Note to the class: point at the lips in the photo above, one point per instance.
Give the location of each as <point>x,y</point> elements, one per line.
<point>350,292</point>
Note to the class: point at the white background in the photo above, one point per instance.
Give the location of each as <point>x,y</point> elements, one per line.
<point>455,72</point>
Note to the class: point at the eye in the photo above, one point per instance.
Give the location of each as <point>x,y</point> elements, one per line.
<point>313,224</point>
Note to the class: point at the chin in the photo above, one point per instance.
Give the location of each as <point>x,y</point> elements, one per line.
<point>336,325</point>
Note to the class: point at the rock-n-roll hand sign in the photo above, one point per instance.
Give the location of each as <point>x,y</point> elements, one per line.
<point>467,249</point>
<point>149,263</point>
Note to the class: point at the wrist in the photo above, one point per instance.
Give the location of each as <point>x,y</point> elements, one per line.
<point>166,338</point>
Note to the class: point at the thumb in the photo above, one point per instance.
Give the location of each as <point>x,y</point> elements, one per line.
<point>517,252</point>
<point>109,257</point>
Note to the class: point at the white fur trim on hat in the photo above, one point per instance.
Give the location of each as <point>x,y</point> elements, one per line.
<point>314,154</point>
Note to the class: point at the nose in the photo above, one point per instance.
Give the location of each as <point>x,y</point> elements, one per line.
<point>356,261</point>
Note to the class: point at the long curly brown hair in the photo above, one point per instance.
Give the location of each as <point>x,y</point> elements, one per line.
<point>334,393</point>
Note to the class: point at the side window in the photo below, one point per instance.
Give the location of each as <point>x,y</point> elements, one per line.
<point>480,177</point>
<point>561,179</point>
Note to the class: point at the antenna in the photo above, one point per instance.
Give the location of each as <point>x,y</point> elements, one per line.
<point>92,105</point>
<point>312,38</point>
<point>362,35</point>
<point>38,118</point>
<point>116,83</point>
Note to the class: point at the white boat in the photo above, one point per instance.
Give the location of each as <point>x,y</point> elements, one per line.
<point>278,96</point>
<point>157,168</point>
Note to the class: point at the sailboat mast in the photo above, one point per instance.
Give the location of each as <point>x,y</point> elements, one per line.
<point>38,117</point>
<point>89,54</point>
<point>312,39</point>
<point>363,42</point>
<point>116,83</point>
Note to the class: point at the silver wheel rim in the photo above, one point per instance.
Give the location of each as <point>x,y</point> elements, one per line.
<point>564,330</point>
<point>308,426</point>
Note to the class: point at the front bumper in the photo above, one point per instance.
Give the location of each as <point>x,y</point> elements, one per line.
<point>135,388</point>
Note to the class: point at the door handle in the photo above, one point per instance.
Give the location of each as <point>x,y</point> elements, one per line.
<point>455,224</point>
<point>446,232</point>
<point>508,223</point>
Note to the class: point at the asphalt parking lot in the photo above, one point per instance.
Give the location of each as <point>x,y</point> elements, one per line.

● ● ● ● ● ● ●

_Task to complete_: Reproduce all lines from the records above that include the word "white".

_Response_:
Note to the class: point at the white background in the photo above, one point per instance.
Note to the class: point at the white fur trim on hat in the photo above, one point per instance.
Note to the class: point at the white boat in the photo above, one point per instance.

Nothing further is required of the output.